#### Prompt
Leave the images aside and output every entry exactly.

#### Entries shown
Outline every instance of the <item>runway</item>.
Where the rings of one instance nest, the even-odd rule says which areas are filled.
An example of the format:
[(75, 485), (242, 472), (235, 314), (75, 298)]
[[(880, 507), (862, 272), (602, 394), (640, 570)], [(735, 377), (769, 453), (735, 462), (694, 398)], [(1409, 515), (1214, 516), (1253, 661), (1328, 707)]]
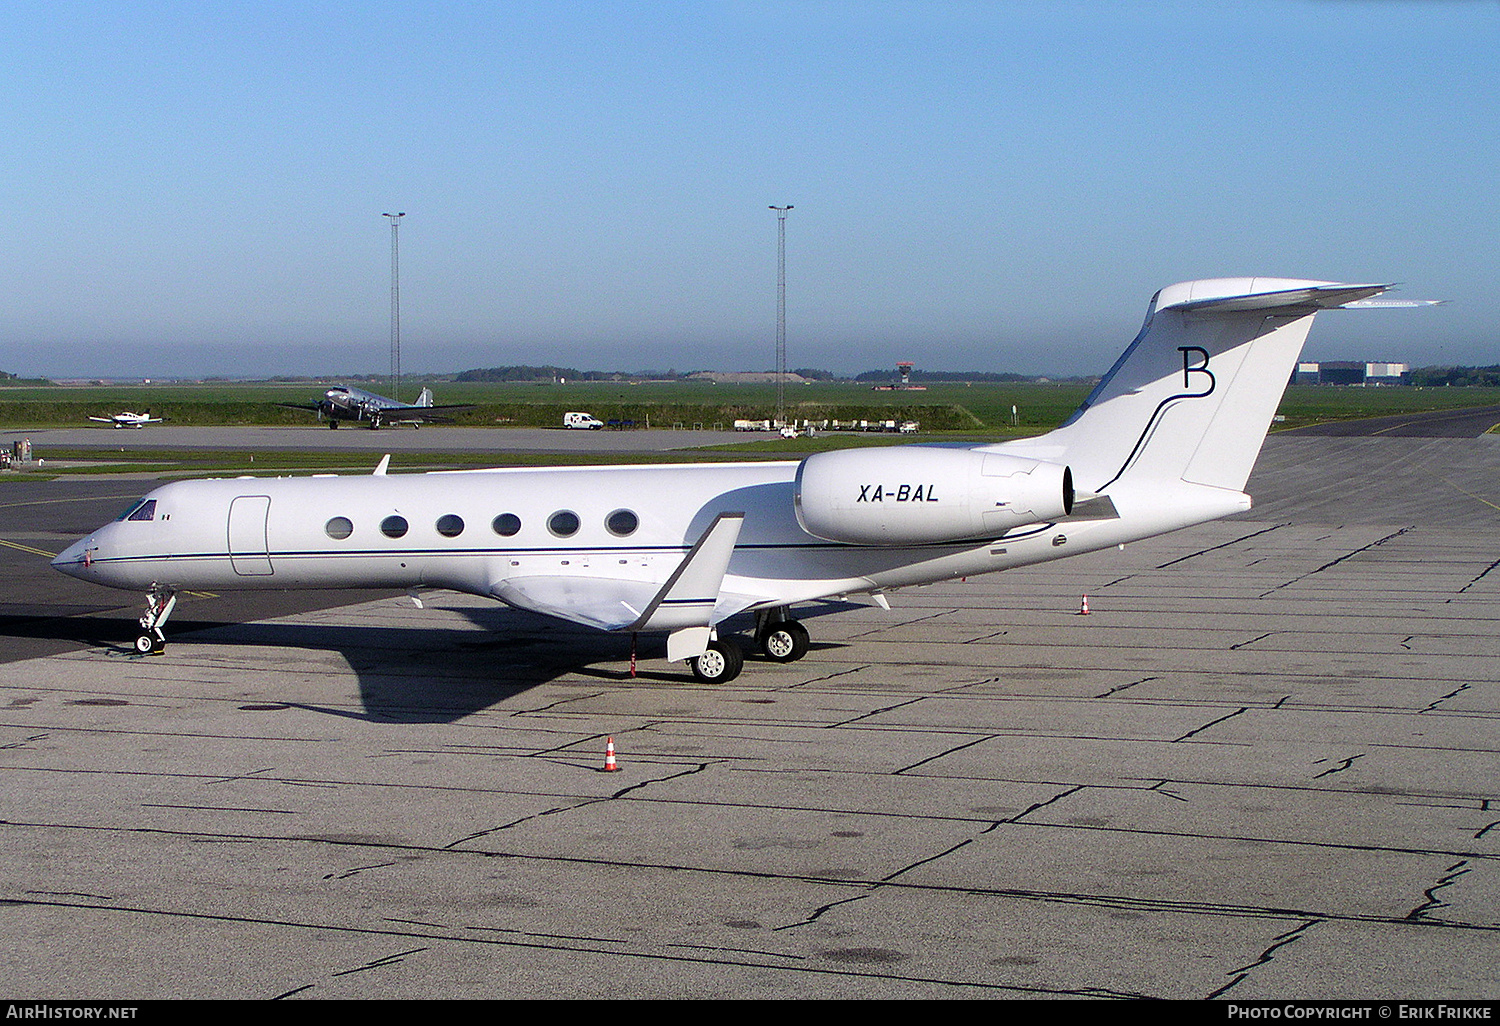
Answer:
[(0, 486), (0, 991), (1493, 1000), (1496, 482), (1273, 436), (1249, 514), (718, 687), (441, 593), (195, 597), (137, 656), (40, 553), (144, 486)]
[(149, 428), (55, 427), (0, 433), (5, 445), (29, 438), (38, 455), (49, 449), (98, 448), (130, 451), (208, 450), (241, 452), (358, 452), (379, 459), (382, 453), (403, 452), (670, 452), (705, 445), (764, 441), (762, 431), (705, 431), (691, 426), (662, 431), (570, 431), (564, 428), (345, 427), (338, 431), (313, 427), (185, 427), (171, 424)]

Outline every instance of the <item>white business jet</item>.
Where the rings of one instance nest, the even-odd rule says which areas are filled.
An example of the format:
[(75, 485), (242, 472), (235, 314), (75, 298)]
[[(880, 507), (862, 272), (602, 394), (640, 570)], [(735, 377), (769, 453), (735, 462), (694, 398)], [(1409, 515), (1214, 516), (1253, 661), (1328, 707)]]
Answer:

#### Task response
Outline every instance of the <item>runway</item>.
Where the rings of one instance nest, the even-odd rule says which areas are filled.
An example of the format:
[(75, 485), (242, 472), (235, 314), (75, 298)]
[[(880, 507), (862, 272), (602, 394), (640, 570)], [(735, 377), (769, 453), (735, 462), (694, 398)], [(1409, 515), (1214, 516), (1253, 661), (1328, 707)]]
Answer:
[(0, 486), (0, 991), (1493, 1000), (1496, 482), (1273, 436), (1249, 514), (718, 687), (441, 593), (195, 597), (137, 656), (40, 553), (144, 486)]
[(149, 428), (55, 427), (0, 433), (5, 445), (29, 438), (38, 455), (49, 449), (98, 448), (130, 451), (208, 450), (241, 452), (358, 452), (379, 459), (382, 453), (403, 452), (670, 452), (705, 445), (764, 441), (762, 431), (705, 431), (691, 426), (662, 431), (570, 431), (564, 428), (345, 427), (338, 431), (313, 427), (185, 427), (171, 424)]

Outline every instance of the <item>white business jet</item>.
Where the rings of one instance nest, the even-odd rule says which areas are filled.
An example of the format:
[(75, 485), (242, 472), (235, 314), (75, 298)]
[[(880, 507), (862, 272), (602, 394), (640, 570)], [(735, 377), (769, 453), (735, 462), (694, 398)], [(1409, 515), (1214, 516), (1253, 661), (1328, 707)]]
Answer:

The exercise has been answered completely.